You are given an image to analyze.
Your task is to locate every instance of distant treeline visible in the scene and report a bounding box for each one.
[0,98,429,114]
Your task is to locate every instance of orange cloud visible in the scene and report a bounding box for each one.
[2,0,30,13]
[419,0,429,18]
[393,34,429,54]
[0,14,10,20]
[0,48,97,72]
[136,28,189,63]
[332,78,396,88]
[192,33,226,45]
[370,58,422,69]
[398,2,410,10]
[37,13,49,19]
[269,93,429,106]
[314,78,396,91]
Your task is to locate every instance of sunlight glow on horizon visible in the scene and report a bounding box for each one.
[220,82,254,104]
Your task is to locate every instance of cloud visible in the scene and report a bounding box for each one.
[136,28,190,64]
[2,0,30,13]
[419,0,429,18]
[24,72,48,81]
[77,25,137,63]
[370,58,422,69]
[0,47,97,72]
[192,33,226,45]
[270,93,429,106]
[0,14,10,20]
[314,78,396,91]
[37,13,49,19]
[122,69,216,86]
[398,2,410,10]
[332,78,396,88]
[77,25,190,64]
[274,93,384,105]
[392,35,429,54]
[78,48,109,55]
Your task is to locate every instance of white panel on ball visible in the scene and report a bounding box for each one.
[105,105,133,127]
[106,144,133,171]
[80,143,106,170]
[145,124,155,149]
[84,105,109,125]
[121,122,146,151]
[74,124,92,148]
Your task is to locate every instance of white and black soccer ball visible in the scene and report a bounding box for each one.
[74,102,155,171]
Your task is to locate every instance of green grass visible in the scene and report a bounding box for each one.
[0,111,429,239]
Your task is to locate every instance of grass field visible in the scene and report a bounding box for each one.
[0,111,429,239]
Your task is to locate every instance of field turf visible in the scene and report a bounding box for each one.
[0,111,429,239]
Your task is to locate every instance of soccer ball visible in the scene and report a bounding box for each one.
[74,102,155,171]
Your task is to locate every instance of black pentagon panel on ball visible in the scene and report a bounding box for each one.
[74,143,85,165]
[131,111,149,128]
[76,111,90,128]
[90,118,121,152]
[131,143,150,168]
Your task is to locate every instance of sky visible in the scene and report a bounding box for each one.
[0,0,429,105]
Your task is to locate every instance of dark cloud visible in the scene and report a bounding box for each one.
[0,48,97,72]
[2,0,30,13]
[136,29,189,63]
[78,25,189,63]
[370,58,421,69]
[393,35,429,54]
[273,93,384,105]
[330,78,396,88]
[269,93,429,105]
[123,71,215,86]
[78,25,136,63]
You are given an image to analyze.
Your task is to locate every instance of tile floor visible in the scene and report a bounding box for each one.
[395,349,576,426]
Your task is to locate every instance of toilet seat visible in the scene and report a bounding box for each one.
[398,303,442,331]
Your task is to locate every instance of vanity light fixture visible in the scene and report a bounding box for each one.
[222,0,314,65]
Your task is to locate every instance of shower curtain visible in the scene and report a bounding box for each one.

TASK DESCRIPTION: Rewrite the part that opens with the first line and closes with the line containing "[220,82,254,104]" as a numbered list, leaving out any blank lines.

RESPONSE TO THE TASK:
1. You are given an image to analyze.
2. Your task is to locate every instance of distant treeline visible in the scene and report a bounding box for each one.
3. [0,98,429,114]
4. Your task is to locate every instance of orange cloud visible in the scene and report a bounding box for each one.
5. [2,0,30,13]
6. [419,0,429,18]
7. [393,34,429,54]
8. [0,14,10,20]
9. [0,48,97,72]
10. [136,28,189,63]
11. [332,78,396,88]
12. [192,33,226,45]
13. [370,58,422,69]
14. [398,2,410,10]
15. [37,13,49,19]
16. [269,93,429,106]
17. [314,78,396,91]
18. Your task is to locate every instance of sunlight glow on horizon visible in the scene and report a bounding box for each one.
19. [220,82,254,104]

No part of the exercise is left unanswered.